Ce que vous ferez:
**A)** Recopiez l'extrait sur la science de « La terre compte » à « érigée en méthode. ».
**B)** D'après l'extrait sur la science, de combien de temps Berthelot disait-il encore avoir besoin, il y a un siècle, pour parachever la science ?
**C)** Rédigez la suite de l'extrait sur la science en reprenant après sa dernière phrase.

Texte extrait:
Il y a un siècle, Berthelot ne réclamait plus que quelques dizaines d’années pour parachever la science. Aujourd’hui tous s’accordent pour voir dans chaque construction de l’esprit scientifique une bâtisse provisoire, dont les fondations même ne sont pas à l’abri des remaniements, où résonnent en permanence, souvent maniés par les mêmes ouvriers, le pic du démolisseur tout comme la truelle du maçon.          

            La terre compte aujourd’hui plus d’hommes de science qu’elle n’en avait porté depuis l’origine. C’est dire l’importance et la quantité des découvertes présentes et à venir, susceptibles d’abaisser bien des barrières et de remettre en cause bien des certitudes. Face à cette avalanche prévisible, loin de vouloir dénigrer le travail de tant de chercheurs plongés dans une admirable quête, il s’agit de l’assumer en substituant au doute corrosif – comme à l’admiration béate – la sympathie critique érigée en méthode.

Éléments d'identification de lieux
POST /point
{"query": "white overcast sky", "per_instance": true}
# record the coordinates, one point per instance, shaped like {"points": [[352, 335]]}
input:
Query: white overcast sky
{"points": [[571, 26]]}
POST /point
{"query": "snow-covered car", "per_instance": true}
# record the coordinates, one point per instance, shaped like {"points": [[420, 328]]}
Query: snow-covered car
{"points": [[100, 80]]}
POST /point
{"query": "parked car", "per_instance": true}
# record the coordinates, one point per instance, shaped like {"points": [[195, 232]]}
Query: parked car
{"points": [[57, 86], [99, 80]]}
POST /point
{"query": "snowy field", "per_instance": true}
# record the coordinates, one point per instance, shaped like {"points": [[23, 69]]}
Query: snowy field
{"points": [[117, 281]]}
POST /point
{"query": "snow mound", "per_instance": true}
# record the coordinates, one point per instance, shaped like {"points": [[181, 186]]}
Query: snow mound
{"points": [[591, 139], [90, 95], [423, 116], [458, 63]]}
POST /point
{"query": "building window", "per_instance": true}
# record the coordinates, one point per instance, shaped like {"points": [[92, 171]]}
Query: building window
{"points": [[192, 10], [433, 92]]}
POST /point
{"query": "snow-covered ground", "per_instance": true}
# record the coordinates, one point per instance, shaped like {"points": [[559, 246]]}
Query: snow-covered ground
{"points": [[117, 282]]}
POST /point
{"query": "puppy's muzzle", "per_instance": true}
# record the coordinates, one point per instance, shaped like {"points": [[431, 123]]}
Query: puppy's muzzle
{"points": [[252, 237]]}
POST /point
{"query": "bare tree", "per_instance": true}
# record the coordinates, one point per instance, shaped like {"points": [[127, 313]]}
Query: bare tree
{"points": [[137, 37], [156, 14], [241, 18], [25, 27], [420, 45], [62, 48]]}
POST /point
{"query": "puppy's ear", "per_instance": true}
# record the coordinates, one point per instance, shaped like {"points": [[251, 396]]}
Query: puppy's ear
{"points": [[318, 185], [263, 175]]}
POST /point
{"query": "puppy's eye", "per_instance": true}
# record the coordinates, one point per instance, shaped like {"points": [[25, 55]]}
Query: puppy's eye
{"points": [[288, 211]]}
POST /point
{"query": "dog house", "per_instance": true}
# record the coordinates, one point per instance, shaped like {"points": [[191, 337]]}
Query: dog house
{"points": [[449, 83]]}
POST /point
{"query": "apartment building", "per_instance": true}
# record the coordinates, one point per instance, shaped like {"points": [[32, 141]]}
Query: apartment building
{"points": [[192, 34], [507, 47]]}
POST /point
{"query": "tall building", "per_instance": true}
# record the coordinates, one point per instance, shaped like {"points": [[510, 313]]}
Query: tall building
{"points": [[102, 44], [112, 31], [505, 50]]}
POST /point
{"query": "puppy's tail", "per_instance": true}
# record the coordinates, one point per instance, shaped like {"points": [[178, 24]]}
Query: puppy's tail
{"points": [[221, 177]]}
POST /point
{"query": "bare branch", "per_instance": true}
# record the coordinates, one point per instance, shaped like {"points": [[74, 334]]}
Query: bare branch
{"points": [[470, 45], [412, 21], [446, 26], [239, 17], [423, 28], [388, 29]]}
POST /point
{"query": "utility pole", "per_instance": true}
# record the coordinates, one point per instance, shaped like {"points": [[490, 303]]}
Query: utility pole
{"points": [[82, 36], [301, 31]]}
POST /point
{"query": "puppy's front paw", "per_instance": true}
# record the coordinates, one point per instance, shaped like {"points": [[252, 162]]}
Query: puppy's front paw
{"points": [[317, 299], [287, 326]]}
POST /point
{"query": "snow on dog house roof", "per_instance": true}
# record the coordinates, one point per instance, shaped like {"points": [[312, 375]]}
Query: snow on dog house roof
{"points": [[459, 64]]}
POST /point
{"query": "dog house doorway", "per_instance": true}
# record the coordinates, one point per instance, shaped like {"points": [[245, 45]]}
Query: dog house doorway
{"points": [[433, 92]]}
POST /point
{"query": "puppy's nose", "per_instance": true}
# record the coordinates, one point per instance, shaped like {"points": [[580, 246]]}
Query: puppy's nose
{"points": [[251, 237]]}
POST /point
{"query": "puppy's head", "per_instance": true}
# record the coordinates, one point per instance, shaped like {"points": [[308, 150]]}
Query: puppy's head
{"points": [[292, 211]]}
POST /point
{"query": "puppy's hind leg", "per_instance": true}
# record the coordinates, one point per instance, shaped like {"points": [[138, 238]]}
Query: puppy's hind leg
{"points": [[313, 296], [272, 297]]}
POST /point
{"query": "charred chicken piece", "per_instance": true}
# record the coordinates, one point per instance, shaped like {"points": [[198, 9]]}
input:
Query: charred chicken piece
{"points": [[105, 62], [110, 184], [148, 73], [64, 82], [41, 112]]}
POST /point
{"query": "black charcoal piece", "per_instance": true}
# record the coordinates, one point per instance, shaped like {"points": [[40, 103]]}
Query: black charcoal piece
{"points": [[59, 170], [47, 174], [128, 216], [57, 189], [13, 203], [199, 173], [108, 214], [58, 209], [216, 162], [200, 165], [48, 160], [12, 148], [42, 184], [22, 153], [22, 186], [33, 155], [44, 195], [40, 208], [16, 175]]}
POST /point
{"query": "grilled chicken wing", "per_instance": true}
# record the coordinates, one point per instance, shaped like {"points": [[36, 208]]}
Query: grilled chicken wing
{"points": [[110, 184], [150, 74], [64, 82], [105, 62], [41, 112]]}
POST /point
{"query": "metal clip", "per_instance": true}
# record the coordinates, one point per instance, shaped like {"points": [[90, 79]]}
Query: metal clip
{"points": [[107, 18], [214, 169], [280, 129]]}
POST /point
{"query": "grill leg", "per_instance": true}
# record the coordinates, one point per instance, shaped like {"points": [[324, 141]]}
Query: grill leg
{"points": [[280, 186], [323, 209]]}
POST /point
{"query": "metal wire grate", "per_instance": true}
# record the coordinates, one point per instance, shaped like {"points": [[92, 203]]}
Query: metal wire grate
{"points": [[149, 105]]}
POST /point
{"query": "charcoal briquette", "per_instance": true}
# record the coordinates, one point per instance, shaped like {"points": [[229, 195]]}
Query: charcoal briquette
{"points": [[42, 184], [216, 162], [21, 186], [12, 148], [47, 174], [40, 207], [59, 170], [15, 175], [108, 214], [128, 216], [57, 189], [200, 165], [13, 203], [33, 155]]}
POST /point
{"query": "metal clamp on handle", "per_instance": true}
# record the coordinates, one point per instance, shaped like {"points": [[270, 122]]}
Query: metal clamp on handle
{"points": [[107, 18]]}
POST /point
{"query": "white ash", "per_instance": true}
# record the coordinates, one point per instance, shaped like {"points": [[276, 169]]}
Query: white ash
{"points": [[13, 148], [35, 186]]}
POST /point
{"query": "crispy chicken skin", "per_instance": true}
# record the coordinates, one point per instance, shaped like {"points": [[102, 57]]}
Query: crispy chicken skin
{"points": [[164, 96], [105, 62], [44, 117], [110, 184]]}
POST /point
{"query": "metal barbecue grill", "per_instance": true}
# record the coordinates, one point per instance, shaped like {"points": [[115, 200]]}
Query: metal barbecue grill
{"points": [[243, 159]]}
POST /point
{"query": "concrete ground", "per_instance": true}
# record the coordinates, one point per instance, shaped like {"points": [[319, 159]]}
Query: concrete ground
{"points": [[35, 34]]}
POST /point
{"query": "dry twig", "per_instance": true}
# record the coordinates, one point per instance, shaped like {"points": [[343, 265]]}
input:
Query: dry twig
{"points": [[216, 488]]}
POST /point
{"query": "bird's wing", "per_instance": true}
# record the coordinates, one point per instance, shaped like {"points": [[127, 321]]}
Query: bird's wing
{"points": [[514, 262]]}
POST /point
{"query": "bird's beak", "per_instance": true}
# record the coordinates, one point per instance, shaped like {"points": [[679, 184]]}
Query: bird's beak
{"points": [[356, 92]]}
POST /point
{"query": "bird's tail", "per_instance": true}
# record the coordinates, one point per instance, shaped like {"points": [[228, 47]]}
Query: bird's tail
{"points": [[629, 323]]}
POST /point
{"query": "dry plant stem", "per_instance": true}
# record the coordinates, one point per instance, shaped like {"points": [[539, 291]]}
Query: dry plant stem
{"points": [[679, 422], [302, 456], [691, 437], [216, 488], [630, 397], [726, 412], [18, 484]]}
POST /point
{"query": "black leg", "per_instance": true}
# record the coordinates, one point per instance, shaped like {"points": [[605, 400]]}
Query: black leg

Ensemble des réponses:
**A)**
La terre compte aujourd’hui plus d’hommes de science qu’elle n’en avait porté depuis l’origine. C’est dire l’importance et la quantité des découvertes présentes et à venir, susceptibles d’abaisser bien des barrières et de remettre en cause bien des certitudes. Face à cette avalanche prévisible, loin de vouloir dénigrer le travail de tant de chercheurs plongés dans une admirable quête, il s’agit de l’assumer en substituant au doute corrosif – comme à l’admiration béate – la sympathie critique érigée en méthode.

**B)** Quelques dizaines d'années.

**C)**
            Ici se fait sentir le besoin d’une autre approche de la science. Non plus le simple exposé de vérités parcellaires qu’on assène unilatéralement, comme c’est le cas dans les revues de vulgarisation comme dans les revues savantes ; à l’inverse, le souci constant de préserver tous les ordres de vérité, de recueillir -au travers du savoir éclaté en trop de “disciplines”- les faits significatifs qui portent le sens du tout, qui introduisent à la cohérence englobante sans laquelle le sens disparaît.             Tel est l’objectif de cette revue : “Le Cep“.


1 Pierre Thuillier, La mystification d’Alan Sokal. Pour la science n°234, avril 1997.

2 William Broad-Nicholas Wade, La souris truquée, enquête sur la fraude scientifique, Le Seuil, 1987.

3 J.Monod, Le Hasard et la Nécessité (Le Seuil, Paris, 1970, pp.37-38).